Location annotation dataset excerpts
****************************************
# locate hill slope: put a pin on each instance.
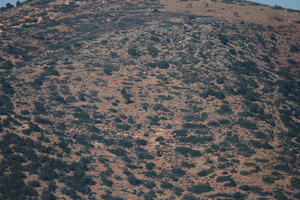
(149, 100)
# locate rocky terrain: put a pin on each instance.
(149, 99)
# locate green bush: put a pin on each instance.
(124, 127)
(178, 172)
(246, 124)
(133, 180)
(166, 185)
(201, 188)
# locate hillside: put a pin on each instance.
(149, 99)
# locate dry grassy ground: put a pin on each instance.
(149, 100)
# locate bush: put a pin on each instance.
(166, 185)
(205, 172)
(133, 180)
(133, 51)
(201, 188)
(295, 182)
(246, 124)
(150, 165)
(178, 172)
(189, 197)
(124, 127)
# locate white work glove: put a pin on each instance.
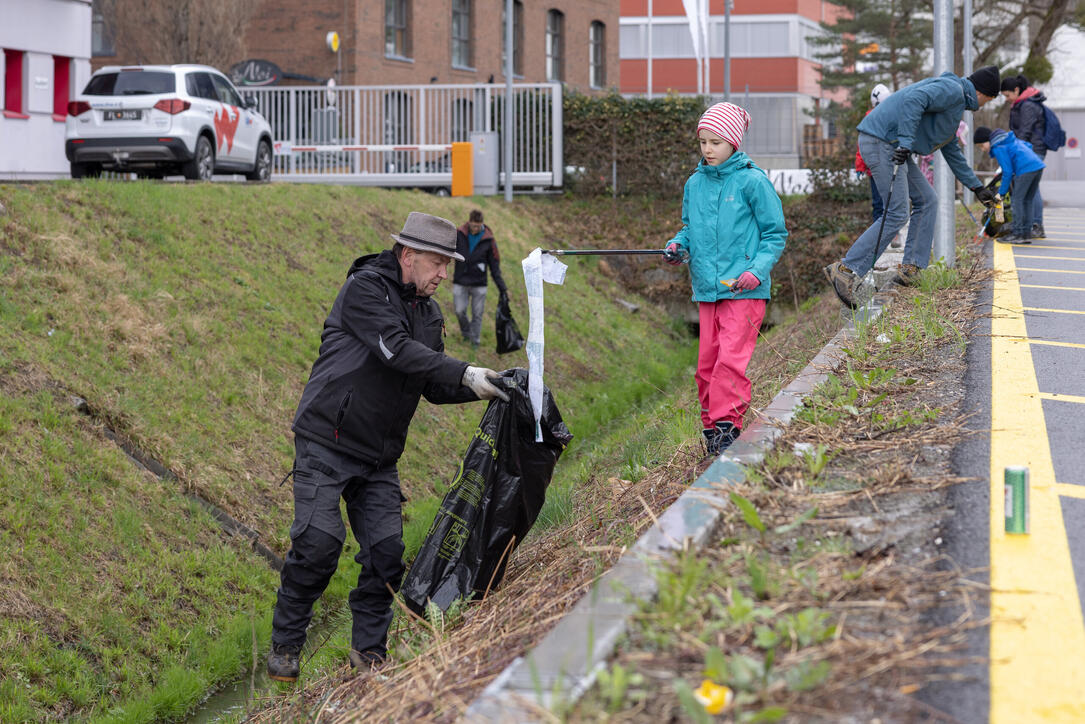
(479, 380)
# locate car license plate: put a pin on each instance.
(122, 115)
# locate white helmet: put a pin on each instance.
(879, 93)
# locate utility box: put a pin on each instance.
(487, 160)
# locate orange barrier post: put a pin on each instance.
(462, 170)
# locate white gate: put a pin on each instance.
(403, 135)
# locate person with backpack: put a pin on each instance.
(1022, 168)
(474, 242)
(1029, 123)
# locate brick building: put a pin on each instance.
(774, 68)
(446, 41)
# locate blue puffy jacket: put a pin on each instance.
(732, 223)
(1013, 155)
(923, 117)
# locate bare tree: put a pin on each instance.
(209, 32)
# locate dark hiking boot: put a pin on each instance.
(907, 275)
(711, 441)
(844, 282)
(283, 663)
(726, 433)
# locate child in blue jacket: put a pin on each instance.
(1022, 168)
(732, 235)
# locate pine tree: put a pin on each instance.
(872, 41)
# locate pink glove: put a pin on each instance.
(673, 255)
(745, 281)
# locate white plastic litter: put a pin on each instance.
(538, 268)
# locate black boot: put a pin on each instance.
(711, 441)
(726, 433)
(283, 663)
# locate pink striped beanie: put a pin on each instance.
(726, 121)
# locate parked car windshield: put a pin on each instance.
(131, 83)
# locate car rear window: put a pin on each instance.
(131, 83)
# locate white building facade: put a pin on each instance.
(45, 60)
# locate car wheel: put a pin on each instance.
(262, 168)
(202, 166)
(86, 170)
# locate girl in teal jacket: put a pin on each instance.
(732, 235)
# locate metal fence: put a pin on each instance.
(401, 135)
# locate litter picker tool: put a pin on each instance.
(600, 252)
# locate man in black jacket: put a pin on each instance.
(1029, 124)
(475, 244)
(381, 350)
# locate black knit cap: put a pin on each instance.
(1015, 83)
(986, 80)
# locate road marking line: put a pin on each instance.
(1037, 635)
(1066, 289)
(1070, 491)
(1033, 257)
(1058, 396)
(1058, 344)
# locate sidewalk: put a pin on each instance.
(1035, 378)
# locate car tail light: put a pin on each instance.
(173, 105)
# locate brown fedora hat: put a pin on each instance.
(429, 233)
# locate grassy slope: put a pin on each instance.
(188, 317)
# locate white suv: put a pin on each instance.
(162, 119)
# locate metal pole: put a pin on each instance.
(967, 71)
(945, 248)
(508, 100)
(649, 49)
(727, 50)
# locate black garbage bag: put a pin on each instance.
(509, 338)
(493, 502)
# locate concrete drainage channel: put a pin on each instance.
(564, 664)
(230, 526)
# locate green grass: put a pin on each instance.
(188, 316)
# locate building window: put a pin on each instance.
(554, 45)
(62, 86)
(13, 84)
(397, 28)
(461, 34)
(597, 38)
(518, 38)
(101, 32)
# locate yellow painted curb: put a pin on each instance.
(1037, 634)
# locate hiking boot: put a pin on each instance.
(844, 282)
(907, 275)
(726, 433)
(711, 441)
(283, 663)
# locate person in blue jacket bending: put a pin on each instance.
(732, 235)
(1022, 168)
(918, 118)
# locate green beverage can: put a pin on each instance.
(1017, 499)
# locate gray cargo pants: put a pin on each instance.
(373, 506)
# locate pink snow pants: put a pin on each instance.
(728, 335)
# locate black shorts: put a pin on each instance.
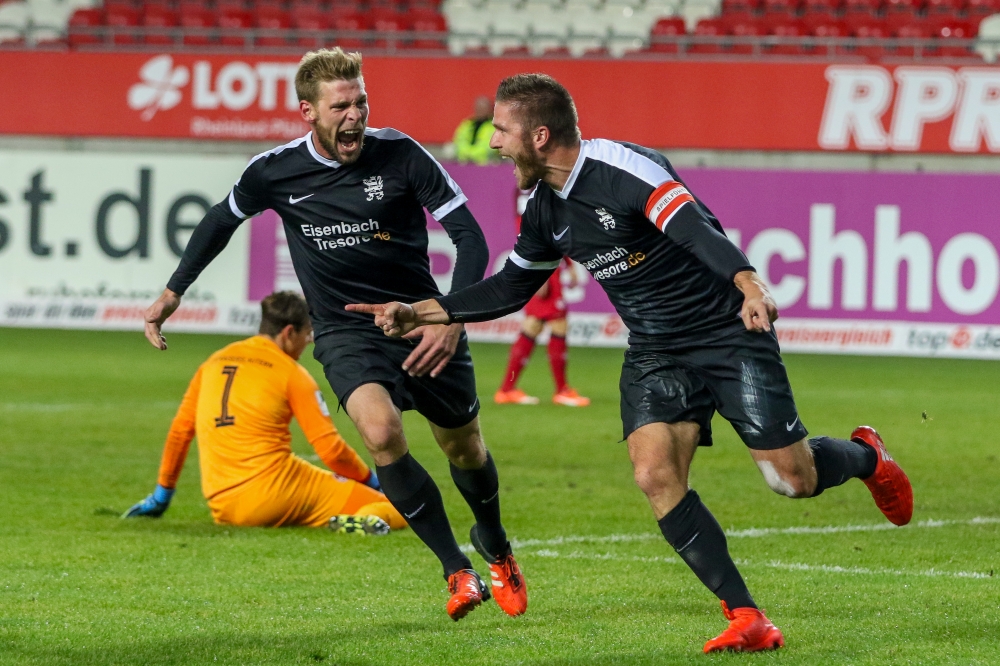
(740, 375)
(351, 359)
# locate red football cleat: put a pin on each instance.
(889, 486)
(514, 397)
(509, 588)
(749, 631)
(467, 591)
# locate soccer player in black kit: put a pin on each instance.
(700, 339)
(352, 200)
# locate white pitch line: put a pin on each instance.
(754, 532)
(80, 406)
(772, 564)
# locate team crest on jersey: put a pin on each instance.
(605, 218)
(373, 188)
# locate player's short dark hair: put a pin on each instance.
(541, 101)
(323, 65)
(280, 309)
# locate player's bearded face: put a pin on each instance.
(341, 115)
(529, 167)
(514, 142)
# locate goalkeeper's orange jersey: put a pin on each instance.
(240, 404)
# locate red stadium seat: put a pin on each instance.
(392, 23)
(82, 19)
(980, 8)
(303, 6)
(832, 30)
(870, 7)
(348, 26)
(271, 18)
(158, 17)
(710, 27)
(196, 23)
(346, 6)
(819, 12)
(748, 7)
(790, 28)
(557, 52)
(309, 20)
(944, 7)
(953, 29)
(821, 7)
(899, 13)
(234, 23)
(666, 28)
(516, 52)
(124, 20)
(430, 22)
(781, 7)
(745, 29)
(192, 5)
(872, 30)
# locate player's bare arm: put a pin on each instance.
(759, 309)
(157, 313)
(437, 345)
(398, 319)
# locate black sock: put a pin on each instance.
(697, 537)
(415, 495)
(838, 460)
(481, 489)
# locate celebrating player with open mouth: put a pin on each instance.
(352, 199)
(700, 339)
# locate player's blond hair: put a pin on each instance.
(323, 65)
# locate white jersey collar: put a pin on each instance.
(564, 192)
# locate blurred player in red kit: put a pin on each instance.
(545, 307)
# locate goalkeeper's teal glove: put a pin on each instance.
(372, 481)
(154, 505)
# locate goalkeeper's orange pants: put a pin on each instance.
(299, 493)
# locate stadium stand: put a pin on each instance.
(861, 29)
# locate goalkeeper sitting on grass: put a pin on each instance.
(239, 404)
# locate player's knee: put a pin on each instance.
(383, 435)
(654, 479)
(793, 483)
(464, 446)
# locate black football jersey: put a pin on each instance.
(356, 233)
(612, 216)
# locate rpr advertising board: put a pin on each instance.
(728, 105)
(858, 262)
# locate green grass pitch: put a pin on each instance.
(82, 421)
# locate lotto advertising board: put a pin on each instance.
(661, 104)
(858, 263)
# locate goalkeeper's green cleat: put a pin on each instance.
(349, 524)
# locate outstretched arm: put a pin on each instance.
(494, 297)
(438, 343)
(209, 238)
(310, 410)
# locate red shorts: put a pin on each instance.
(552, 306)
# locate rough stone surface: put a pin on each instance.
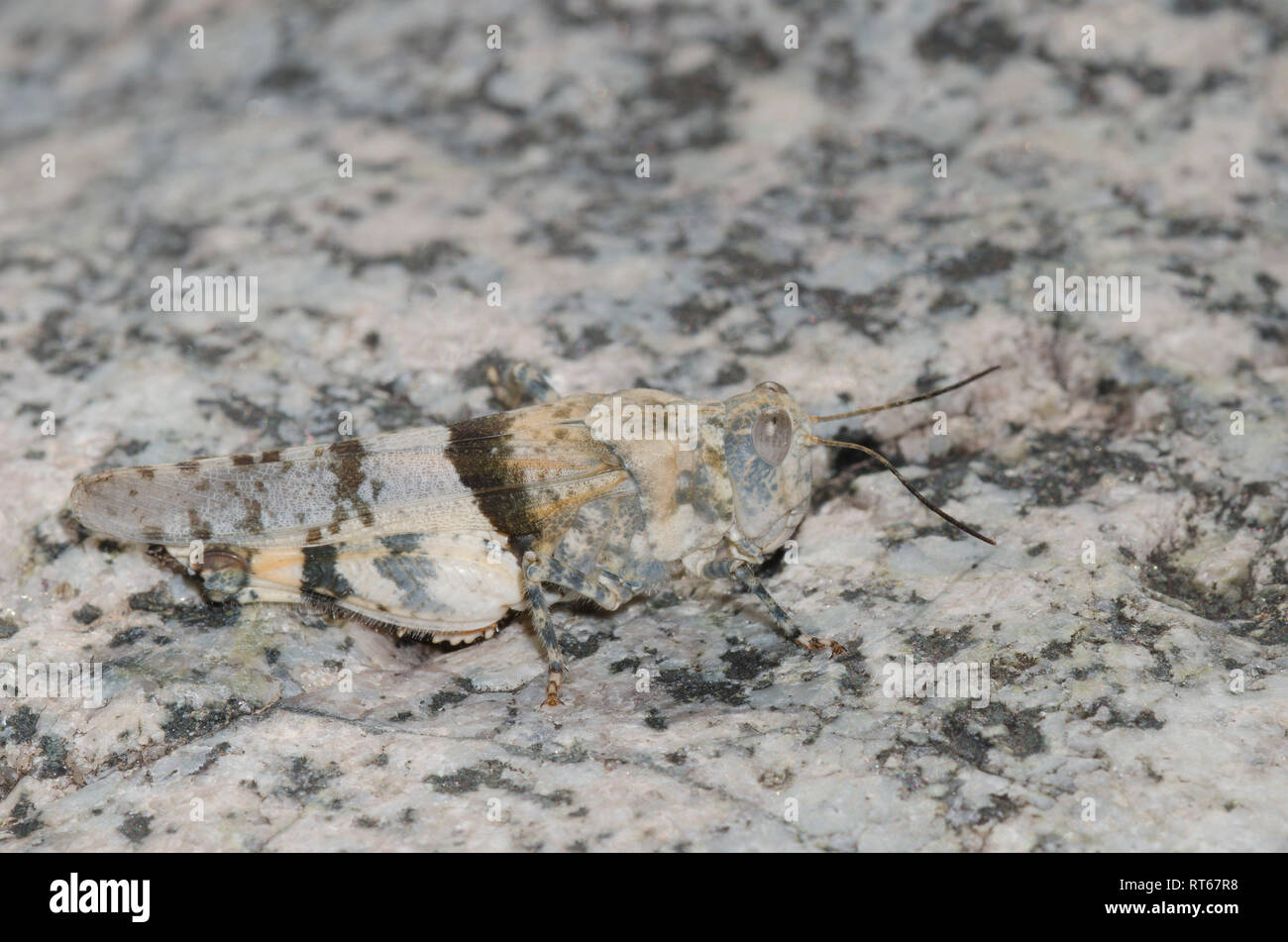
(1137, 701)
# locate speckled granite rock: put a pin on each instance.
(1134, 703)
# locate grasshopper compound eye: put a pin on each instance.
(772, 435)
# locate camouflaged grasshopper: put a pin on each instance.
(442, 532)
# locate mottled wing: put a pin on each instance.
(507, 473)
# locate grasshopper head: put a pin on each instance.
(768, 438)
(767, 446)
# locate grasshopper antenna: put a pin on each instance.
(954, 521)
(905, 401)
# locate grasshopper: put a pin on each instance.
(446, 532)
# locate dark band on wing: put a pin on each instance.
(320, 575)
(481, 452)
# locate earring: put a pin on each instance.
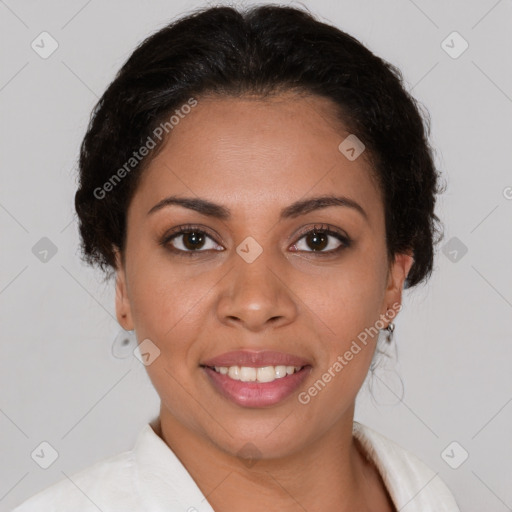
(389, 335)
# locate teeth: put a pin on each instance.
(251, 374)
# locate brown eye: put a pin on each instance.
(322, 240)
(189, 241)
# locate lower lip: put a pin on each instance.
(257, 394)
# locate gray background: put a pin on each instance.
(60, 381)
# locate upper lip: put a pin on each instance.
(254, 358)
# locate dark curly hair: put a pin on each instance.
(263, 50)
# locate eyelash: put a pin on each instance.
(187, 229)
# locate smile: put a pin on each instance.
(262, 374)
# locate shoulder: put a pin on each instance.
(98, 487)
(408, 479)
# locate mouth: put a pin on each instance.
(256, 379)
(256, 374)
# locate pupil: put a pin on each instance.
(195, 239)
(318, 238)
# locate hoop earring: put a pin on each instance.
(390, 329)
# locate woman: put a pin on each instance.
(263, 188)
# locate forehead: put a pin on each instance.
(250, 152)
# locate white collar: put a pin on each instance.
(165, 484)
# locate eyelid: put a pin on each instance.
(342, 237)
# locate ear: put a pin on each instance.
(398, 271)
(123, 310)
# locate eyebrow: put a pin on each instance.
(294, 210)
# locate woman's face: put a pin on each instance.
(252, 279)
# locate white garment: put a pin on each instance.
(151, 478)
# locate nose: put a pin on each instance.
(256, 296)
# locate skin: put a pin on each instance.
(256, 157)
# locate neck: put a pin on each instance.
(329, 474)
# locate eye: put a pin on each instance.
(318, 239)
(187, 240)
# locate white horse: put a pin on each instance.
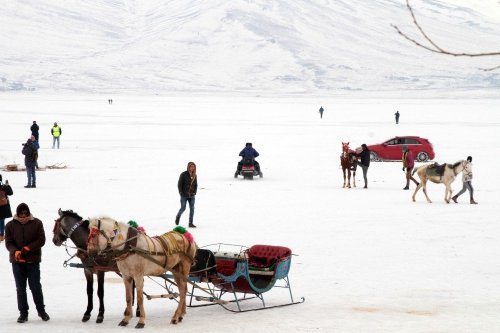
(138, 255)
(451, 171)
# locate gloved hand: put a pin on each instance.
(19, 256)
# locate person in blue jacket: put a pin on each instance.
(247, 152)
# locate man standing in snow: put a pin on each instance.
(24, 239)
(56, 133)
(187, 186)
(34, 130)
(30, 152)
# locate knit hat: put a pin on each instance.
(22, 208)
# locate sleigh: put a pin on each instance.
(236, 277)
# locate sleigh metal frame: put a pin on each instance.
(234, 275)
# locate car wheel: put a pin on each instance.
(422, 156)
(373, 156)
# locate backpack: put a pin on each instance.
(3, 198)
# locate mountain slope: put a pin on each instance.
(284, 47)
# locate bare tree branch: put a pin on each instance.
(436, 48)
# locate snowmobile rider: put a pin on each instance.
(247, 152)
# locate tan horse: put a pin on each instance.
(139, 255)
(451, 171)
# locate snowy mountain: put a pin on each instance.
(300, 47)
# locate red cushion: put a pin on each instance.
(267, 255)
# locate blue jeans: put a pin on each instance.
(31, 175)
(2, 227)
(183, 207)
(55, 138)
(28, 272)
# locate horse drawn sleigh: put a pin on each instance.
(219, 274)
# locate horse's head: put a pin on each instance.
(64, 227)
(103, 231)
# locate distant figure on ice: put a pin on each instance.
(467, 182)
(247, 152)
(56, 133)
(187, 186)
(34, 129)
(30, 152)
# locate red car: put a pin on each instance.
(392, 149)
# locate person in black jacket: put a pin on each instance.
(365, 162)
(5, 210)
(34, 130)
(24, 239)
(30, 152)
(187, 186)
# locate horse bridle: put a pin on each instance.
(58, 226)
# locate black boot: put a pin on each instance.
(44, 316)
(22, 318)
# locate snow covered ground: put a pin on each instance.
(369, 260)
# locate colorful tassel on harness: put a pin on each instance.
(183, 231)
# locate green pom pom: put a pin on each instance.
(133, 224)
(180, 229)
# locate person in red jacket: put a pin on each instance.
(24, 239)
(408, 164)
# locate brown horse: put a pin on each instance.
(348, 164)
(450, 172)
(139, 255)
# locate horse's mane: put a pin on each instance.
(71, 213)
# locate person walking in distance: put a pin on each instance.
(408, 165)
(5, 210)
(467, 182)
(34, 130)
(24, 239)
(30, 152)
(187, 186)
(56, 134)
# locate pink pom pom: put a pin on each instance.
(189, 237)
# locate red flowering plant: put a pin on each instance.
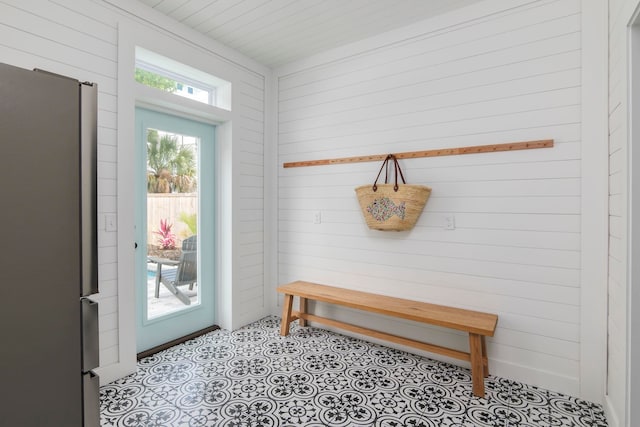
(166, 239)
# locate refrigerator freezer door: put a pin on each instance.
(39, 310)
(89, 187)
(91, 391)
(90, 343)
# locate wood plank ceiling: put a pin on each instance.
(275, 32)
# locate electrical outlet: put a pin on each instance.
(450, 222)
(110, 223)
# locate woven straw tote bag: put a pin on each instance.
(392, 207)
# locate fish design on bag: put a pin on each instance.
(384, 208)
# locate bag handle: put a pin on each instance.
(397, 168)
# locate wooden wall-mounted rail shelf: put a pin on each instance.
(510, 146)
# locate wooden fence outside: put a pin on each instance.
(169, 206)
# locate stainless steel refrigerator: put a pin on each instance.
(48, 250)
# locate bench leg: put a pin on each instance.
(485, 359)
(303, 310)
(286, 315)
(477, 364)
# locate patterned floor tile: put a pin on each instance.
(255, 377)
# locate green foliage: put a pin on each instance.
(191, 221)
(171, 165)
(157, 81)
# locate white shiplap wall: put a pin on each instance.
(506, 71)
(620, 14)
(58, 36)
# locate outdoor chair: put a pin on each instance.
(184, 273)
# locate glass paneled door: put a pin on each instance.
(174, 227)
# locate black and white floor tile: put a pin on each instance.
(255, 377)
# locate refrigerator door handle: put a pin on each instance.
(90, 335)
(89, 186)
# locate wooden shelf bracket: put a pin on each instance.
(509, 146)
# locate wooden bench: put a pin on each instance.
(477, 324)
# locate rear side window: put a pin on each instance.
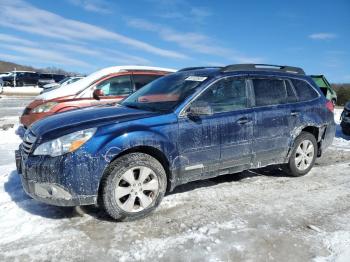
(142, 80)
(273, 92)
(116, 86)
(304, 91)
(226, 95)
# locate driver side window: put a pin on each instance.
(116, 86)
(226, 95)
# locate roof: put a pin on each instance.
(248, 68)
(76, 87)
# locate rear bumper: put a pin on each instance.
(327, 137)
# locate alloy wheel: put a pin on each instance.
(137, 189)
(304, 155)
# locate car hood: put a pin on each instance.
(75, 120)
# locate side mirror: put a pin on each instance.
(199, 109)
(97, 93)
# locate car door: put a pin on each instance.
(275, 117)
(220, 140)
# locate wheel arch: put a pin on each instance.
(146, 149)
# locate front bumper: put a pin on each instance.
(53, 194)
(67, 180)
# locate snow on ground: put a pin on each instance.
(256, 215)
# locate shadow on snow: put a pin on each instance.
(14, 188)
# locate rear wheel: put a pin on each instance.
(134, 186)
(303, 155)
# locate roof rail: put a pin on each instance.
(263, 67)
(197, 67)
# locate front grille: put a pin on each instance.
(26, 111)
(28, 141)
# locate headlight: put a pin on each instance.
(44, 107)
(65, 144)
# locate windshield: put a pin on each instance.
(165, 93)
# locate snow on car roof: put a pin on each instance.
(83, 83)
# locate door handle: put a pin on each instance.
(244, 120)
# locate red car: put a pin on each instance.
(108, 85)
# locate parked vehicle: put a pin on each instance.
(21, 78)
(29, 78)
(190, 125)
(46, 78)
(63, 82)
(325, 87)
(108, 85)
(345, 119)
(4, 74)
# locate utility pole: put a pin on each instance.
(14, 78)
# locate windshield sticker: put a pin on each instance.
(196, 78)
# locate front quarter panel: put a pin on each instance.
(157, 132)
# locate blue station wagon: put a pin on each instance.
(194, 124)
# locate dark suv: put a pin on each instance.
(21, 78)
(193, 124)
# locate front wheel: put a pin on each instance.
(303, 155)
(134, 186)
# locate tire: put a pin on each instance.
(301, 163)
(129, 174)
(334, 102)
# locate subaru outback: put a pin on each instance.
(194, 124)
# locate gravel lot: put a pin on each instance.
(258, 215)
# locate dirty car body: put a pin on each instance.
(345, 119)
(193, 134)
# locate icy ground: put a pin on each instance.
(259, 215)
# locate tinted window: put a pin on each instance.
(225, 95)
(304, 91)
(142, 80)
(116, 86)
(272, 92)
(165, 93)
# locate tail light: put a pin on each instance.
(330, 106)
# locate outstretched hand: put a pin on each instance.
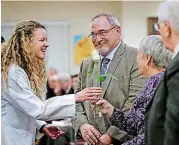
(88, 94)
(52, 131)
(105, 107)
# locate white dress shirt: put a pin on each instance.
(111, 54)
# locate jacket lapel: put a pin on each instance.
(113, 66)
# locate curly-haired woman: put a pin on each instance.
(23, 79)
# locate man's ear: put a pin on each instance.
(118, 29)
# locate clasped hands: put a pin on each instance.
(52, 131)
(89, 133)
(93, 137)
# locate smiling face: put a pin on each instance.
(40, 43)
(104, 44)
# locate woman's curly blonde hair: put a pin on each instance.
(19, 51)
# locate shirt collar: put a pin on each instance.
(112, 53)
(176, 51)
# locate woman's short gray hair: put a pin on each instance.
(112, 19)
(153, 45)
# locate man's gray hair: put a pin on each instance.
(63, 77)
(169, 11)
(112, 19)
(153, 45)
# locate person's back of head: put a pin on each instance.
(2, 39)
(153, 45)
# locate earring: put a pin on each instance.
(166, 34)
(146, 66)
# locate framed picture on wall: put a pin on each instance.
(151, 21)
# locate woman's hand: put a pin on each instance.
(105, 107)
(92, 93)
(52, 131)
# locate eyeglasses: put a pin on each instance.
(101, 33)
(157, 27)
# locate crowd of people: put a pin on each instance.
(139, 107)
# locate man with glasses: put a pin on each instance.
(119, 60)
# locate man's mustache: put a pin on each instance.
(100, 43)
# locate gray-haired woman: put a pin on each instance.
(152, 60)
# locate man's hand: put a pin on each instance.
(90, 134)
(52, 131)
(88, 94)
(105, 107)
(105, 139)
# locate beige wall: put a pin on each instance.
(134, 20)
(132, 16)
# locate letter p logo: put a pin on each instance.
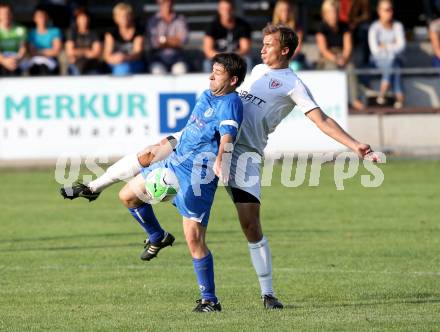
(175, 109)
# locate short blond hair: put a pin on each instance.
****************************************
▶ [Your instructions] Please write out everything from the line containing "# locate beige" down to the end of the lines, replacing "beige wall" with "cream-colored wall", keeping all else unchanged, and leaving out the pictures.

▶ [Complete answer]
# locate cream-colored wall: put a pin on each instance.
(134, 20)
(132, 16)
# locate letter p logo: put a pin on each instance.
(175, 109)
# locate short blond hair: put a pin on each instance.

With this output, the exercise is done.